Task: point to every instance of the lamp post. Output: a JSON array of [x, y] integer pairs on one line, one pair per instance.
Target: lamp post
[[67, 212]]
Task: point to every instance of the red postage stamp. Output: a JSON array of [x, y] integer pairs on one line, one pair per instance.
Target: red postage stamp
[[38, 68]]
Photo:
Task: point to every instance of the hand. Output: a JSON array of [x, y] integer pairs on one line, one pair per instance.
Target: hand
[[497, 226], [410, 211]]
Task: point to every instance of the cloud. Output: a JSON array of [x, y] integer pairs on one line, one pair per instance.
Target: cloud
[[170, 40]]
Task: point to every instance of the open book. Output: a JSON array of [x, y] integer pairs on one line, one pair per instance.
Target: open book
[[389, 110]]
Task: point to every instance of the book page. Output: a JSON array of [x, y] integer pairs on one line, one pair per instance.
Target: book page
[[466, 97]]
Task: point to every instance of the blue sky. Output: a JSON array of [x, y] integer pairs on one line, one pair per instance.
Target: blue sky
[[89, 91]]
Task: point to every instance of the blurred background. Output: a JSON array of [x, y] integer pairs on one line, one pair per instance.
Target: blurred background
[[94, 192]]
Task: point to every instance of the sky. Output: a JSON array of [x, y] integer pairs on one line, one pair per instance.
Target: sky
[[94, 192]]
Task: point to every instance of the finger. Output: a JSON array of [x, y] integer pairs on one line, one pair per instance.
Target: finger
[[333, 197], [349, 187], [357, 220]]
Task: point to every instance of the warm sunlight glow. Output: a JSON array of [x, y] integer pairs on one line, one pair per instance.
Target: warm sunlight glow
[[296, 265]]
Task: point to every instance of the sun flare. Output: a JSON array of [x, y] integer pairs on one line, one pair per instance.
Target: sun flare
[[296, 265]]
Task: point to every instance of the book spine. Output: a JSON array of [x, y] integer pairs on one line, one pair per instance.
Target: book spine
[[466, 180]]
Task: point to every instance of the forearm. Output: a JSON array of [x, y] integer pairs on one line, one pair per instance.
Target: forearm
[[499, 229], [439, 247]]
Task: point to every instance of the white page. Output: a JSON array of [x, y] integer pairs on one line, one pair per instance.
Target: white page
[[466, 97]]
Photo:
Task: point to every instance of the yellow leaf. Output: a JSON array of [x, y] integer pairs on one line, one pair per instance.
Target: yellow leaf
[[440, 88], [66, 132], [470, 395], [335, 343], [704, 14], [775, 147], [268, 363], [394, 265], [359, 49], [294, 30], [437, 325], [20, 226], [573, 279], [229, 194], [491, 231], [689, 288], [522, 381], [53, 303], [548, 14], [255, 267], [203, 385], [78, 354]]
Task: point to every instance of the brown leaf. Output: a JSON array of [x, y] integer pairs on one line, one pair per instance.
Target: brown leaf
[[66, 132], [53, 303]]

==*==

● What you are asked to do: Pull out the lines of the data from the one containing "Task: point to every instance of the brown" through the final line, inclusive, and reproduce them word for word.

● Expected answer:
Task: point to every instance of the brown leaf. Output: a JSON array of [x, y] integer pairs on one line, one pair per instance.
Target: brown leaf
[[66, 132], [53, 303]]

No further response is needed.